-- START Dataset entries --

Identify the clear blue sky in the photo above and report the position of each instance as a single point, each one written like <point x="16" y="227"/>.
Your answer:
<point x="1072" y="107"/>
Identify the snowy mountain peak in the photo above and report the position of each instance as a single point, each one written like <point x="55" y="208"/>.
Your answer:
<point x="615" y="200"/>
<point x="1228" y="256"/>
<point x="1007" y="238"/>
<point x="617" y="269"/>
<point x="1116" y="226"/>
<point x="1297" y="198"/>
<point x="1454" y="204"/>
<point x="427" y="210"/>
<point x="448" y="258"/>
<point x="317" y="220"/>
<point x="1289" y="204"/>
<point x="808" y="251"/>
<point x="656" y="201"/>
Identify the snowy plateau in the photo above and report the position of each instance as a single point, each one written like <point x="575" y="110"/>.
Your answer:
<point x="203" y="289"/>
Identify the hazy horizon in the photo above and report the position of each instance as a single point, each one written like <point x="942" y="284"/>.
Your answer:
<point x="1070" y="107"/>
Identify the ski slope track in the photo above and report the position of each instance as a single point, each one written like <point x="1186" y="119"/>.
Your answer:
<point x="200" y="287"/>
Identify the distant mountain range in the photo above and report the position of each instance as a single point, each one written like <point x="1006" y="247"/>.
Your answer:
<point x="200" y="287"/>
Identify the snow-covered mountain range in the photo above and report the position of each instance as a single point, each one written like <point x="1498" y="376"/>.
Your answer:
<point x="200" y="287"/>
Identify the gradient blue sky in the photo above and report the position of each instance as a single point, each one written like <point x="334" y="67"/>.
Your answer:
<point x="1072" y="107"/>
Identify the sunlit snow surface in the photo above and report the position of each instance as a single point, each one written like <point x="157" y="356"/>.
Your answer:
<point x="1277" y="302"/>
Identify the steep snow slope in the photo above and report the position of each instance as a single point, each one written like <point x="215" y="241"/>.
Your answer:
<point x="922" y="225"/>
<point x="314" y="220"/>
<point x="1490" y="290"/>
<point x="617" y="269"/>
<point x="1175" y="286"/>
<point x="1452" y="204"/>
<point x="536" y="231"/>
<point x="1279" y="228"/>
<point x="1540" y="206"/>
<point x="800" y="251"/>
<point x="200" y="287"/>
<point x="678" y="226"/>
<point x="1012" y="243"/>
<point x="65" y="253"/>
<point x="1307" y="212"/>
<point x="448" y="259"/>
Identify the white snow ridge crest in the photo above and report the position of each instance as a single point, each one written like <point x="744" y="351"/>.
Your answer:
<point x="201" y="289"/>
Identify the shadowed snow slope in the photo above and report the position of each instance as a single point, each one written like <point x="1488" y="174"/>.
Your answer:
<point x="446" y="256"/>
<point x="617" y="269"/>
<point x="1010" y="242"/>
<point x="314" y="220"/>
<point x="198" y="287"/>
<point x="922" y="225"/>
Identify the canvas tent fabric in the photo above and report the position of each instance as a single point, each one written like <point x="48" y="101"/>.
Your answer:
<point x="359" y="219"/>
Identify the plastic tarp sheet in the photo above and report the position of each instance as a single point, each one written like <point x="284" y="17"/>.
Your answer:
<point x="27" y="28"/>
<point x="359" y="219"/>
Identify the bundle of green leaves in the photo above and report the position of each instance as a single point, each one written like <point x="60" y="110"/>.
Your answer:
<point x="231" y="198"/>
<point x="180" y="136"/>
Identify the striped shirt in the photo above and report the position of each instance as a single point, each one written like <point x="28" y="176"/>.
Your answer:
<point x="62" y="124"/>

-- END Dataset entries --

Write out exactly the final stretch of the records: the line containing "Identify the plastic" and every line after it, through the last, and nothing else.

- _The reply_:
Identify the plastic tarp sheet in the photo above and report the position of each instance as a single point, each one written like <point x="284" y="17"/>.
Your answer:
<point x="27" y="28"/>
<point x="359" y="219"/>
Identify the bundle of green leaves in the photo above and report the position of each instance as a single point, each one written like <point x="60" y="110"/>.
Your answer:
<point x="231" y="198"/>
<point x="180" y="136"/>
Identify the striped shirt in the photo above and report the position of each instance as a single point, each one written like <point x="28" y="176"/>.
Your answer:
<point x="62" y="124"/>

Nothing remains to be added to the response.